> _Task objective_
Repeat the following lines exactly as they appear.
Start of Data
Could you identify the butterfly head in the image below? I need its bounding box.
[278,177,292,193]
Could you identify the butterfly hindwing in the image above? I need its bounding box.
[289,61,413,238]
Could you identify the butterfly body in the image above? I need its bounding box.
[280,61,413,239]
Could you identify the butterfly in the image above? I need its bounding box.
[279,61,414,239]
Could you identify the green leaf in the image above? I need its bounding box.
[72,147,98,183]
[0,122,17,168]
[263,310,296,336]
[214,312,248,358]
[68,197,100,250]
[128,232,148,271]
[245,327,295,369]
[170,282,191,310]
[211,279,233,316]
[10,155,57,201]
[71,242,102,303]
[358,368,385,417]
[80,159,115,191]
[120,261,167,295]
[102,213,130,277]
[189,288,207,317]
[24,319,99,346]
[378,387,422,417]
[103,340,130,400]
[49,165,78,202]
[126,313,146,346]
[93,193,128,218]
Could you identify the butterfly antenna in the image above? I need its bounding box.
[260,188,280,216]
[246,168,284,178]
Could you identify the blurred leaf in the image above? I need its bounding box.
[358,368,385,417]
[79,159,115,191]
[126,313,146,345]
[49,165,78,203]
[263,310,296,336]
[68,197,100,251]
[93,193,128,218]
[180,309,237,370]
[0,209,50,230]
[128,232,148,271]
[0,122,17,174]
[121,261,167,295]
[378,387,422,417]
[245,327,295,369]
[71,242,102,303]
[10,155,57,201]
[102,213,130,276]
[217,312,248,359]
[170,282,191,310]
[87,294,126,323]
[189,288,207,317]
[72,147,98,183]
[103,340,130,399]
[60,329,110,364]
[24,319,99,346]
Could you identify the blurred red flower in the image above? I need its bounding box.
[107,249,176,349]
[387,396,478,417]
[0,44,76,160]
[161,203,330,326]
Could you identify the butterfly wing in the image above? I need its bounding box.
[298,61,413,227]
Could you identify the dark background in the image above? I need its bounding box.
End of Data
> _Answer to this exercise_
Could you identify the butterfly head in the image below? I need its bounding box.
[278,177,292,193]
Could you identify the butterfly hindwing in the image above? I need its bounding box.
[289,61,413,238]
Could you identify the butterfly body in the image above? I need its bounding box.
[280,61,413,239]
Could you identify the butterfly in the image above? I need its bounding box.
[279,61,414,239]
Could you identify the green leaf in the image above? I need its bounding box.
[72,147,98,183]
[0,122,17,168]
[263,310,296,336]
[214,312,248,358]
[68,197,100,250]
[128,232,148,271]
[245,327,295,369]
[170,282,191,310]
[211,279,233,316]
[10,155,57,201]
[71,242,102,303]
[358,368,385,417]
[80,159,115,191]
[120,261,167,295]
[102,213,130,277]
[189,288,207,317]
[24,319,99,346]
[378,387,422,417]
[103,340,130,400]
[49,165,78,202]
[126,313,146,346]
[93,193,128,218]
Could you identify the butterfly antenna in the image above? I need its bounding box.
[260,188,280,216]
[246,168,284,178]
Could you identify the blurred leaf in the image above? I need its bounding box.
[358,368,385,417]
[79,159,115,191]
[126,313,146,345]
[49,165,78,203]
[263,310,296,336]
[68,197,100,251]
[93,193,128,218]
[180,309,237,370]
[0,209,50,230]
[128,232,148,271]
[0,122,17,174]
[121,261,167,295]
[378,387,422,417]
[245,327,295,369]
[71,242,102,303]
[10,155,57,201]
[102,213,130,276]
[217,312,248,359]
[170,282,191,310]
[87,294,126,323]
[189,288,207,317]
[72,147,98,183]
[103,340,130,399]
[60,329,110,364]
[24,319,99,346]
Could you identify the blurred red flower in the image above? I need its bounding box.
[107,249,176,349]
[387,396,478,417]
[0,44,76,160]
[161,203,330,326]
Could you identify the butterfly wing in the image above? I need its bounding box.
[298,61,413,227]
Could you identify the dark background in the image above? I need its bounding box.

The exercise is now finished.